### Task brief
Reproduce exactly the line with "Per instance, any" and the lines after it. Stop at the last line of the data and include nothing else.

[Stored records]
*** Block opens ***

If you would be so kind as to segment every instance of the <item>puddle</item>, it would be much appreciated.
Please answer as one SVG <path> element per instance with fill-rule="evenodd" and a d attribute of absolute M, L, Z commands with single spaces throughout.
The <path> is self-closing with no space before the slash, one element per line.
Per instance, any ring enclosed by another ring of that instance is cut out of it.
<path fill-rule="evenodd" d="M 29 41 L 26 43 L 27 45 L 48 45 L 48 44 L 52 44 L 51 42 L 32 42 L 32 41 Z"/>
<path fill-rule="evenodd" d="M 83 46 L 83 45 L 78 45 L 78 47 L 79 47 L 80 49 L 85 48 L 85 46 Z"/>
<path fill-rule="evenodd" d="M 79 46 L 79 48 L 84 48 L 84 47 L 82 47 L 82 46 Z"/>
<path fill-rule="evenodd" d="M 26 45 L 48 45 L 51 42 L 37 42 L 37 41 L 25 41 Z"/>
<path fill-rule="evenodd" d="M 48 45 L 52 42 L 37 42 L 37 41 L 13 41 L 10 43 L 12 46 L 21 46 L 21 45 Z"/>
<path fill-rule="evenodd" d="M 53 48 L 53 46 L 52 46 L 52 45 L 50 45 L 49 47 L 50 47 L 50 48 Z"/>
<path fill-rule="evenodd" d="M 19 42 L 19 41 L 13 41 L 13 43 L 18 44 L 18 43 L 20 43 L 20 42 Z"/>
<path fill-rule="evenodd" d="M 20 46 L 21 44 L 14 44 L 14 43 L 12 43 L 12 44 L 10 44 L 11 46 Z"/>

*** Block closes ***

### Task response
Per instance, any ring enclosed by another ring of that instance is cut out of it.
<path fill-rule="evenodd" d="M 29 41 L 26 43 L 27 45 L 48 45 L 48 44 L 52 44 L 51 42 L 32 42 L 32 41 Z"/>
<path fill-rule="evenodd" d="M 83 46 L 83 45 L 78 45 L 78 47 L 79 47 L 80 49 L 85 48 L 85 46 Z"/>
<path fill-rule="evenodd" d="M 79 46 L 79 48 L 84 48 L 84 47 L 82 47 L 82 46 Z"/>
<path fill-rule="evenodd" d="M 26 45 L 48 45 L 51 42 L 37 42 L 37 41 L 25 41 Z"/>
<path fill-rule="evenodd" d="M 48 45 L 52 42 L 37 42 L 37 41 L 13 41 L 10 43 L 12 46 L 21 46 L 21 45 Z"/>
<path fill-rule="evenodd" d="M 53 48 L 53 46 L 52 46 L 52 45 L 50 45 L 49 47 L 50 47 L 50 48 Z"/>
<path fill-rule="evenodd" d="M 19 42 L 19 41 L 13 41 L 13 43 L 18 44 L 18 43 L 20 43 L 20 42 Z"/>
<path fill-rule="evenodd" d="M 20 46 L 21 44 L 14 44 L 14 43 L 12 43 L 12 44 L 10 44 L 11 46 Z"/>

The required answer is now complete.